> _WHAT NEEDS TO BE DONE_
Copy out exactly the lines from the one containing "Each instance receives exactly one keypoint. Mark the garage" to the end of the records below, both included, and nothing else.

> _THE DATA_
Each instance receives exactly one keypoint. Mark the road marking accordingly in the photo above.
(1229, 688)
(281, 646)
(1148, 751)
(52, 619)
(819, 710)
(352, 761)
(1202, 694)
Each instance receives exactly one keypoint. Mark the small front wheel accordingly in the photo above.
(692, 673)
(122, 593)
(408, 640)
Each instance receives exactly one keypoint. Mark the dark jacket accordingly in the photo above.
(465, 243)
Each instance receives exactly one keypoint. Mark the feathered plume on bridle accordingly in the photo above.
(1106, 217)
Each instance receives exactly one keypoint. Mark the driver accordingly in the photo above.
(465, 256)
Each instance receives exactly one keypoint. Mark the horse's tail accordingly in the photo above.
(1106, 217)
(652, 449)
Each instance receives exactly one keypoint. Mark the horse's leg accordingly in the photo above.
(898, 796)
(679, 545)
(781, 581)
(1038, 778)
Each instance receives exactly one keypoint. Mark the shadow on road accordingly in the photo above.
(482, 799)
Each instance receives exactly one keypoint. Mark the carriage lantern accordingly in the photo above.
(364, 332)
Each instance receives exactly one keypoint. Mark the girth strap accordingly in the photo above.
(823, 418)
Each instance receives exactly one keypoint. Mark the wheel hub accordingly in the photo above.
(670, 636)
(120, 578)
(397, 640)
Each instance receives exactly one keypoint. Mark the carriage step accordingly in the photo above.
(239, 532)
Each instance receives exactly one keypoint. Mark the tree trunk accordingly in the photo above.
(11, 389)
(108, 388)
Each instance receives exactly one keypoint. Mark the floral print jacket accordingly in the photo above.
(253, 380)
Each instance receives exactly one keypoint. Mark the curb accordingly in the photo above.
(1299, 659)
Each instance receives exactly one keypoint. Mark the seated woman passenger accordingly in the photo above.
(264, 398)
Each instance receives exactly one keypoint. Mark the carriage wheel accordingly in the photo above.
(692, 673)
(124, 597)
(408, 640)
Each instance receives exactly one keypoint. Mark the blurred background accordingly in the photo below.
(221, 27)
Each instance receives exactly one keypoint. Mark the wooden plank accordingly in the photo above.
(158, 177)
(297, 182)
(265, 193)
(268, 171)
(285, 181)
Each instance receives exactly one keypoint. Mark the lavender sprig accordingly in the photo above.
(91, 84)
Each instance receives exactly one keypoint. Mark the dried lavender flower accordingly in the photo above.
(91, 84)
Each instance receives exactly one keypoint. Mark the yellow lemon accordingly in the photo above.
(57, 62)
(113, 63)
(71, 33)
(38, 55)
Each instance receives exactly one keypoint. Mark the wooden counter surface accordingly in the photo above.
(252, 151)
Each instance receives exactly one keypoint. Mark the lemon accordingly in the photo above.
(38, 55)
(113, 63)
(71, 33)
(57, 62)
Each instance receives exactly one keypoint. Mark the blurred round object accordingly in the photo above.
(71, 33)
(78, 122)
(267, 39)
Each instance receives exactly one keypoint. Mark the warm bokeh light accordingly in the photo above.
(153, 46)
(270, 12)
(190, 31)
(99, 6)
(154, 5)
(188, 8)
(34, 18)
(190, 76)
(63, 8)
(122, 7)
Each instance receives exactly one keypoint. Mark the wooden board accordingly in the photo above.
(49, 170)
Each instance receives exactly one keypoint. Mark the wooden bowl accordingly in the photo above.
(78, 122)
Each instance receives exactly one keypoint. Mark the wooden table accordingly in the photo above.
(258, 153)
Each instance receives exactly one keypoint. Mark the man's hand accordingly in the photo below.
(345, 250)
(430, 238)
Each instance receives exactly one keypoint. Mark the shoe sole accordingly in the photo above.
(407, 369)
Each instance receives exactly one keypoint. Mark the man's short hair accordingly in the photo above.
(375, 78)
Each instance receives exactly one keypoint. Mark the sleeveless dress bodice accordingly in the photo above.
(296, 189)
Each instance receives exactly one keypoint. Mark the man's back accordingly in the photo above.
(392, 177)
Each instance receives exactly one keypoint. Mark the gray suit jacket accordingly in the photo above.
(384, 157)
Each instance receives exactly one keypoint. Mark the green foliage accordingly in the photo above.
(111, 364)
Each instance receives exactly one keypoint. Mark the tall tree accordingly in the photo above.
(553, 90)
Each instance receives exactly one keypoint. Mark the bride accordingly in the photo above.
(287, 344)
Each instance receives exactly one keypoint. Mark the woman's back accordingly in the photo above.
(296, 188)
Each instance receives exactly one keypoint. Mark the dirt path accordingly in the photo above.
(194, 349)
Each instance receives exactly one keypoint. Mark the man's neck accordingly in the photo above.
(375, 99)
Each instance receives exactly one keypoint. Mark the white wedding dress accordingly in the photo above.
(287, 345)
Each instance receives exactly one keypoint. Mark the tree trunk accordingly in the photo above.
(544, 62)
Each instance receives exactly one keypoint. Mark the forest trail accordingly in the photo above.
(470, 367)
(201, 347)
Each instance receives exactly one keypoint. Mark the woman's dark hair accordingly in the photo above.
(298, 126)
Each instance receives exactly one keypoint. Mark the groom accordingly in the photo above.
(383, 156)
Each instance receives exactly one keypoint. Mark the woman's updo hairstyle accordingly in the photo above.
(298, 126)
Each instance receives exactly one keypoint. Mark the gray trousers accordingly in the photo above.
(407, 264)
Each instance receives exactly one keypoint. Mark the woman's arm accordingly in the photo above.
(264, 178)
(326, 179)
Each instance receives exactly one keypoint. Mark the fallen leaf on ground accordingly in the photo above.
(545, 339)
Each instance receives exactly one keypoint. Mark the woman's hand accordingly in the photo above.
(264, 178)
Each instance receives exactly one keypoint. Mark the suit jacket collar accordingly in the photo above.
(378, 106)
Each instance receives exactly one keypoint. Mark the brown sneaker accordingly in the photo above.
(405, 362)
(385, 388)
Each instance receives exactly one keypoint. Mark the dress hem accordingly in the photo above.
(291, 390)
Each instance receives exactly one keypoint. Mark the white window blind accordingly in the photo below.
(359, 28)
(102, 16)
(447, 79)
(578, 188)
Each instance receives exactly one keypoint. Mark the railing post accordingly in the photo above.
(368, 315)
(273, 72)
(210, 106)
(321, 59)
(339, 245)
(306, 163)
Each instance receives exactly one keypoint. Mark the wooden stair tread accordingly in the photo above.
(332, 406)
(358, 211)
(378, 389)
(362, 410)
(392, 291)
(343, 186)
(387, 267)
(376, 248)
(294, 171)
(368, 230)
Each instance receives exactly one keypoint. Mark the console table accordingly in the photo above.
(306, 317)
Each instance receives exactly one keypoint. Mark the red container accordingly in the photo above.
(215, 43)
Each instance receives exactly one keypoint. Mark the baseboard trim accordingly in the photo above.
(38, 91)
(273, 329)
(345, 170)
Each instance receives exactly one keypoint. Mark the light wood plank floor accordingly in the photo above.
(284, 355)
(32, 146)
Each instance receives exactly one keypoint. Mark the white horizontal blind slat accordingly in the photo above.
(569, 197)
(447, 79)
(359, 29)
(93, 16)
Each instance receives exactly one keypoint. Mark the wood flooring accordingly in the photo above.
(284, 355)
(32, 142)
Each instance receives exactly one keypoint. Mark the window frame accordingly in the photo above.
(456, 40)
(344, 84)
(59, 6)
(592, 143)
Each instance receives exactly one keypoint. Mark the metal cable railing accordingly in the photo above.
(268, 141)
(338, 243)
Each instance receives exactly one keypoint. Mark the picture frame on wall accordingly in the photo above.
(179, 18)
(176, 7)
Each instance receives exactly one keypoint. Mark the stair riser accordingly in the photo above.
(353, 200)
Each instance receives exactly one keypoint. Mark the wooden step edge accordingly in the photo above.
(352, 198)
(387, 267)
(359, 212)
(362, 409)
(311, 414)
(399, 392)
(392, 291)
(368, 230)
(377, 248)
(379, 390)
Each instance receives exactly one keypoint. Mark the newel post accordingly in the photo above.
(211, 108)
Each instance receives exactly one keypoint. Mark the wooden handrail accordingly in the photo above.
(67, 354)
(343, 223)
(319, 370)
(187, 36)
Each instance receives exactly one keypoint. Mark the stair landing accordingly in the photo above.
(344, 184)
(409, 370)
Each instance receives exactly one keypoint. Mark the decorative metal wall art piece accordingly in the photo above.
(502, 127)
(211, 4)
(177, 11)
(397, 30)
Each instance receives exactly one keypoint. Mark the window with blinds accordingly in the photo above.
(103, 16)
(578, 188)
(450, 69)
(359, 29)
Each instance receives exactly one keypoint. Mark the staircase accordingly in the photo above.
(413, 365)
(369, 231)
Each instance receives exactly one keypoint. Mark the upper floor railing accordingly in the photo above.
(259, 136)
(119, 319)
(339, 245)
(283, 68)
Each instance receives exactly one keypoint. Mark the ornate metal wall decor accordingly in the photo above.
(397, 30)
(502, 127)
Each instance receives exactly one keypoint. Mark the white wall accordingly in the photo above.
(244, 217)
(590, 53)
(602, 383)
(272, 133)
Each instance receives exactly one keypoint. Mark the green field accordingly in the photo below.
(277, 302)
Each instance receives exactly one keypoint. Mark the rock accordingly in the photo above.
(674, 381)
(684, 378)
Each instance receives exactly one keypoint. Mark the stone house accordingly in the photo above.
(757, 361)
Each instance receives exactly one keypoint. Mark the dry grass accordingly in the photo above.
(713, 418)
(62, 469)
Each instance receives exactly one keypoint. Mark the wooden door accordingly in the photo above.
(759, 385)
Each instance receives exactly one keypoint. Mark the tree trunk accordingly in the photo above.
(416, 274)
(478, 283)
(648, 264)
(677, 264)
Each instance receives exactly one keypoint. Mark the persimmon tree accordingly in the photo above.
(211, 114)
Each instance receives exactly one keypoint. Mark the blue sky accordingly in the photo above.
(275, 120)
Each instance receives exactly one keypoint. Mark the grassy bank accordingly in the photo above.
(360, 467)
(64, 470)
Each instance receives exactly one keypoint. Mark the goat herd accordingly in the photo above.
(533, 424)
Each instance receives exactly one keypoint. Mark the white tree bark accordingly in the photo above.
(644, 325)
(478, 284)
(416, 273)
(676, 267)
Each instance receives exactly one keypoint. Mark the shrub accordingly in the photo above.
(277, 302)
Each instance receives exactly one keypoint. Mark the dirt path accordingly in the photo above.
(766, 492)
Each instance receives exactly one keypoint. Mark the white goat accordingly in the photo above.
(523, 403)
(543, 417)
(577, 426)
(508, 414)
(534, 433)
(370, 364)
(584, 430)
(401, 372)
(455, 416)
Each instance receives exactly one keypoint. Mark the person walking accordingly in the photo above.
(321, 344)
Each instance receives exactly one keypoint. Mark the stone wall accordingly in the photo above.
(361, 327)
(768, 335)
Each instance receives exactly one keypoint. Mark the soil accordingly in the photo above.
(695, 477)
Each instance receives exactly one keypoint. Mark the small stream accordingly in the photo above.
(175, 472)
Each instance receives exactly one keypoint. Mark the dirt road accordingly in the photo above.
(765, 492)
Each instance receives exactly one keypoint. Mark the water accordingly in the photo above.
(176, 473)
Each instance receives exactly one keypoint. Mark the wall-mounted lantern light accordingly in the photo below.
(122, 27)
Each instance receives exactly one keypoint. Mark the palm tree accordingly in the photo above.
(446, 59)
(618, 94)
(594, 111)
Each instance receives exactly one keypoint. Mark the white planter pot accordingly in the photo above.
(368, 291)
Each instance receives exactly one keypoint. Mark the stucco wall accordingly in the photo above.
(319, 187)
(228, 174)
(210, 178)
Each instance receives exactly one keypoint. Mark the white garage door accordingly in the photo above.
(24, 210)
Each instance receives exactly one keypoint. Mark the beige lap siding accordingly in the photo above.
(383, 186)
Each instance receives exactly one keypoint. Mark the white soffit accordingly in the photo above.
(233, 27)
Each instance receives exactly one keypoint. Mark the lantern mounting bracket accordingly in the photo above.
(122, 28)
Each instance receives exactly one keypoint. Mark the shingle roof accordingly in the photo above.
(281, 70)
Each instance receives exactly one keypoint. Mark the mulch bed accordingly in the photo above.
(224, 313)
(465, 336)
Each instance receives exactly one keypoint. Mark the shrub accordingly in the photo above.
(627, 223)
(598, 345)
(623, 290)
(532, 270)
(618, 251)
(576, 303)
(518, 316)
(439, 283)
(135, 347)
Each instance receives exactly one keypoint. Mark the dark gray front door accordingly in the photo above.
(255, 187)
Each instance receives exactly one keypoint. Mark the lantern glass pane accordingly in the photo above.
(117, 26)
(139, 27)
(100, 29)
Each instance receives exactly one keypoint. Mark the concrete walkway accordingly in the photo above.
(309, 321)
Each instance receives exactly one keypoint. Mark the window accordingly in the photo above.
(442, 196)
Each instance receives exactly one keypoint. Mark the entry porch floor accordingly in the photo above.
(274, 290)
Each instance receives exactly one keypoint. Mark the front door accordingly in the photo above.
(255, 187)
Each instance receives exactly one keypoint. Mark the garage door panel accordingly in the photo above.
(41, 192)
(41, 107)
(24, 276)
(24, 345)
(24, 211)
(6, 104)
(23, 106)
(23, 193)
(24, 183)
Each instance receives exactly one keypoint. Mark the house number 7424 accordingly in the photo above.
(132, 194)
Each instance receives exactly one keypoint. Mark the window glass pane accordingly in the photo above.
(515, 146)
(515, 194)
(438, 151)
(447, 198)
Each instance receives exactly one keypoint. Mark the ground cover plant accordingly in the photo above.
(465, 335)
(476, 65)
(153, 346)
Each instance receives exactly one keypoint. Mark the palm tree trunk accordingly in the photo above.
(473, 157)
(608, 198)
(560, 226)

> _THE REPLY_
Each instance receives exactly one keypoint. Mark the garage door panel accordingly in the photo above.
(41, 192)
(41, 107)
(24, 276)
(24, 345)
(24, 211)
(6, 104)
(23, 106)
(23, 193)
(24, 183)
Each instance receives exactly one keypoint. Mark the house number 7424 accordingly in the photo above.
(132, 194)
Each instance receives exactly one keypoint. Mark the window glass pane accordingly in the photo above.
(515, 146)
(515, 194)
(438, 151)
(447, 198)
Each instance receives exactly one keypoint. Mark the ground cover plant accordingly in the photo above.
(465, 335)
(476, 65)
(153, 346)
Each instance receives exactly one keypoint. Mark the palm tree trunk accordingly in the photo above.
(473, 157)
(608, 198)
(560, 226)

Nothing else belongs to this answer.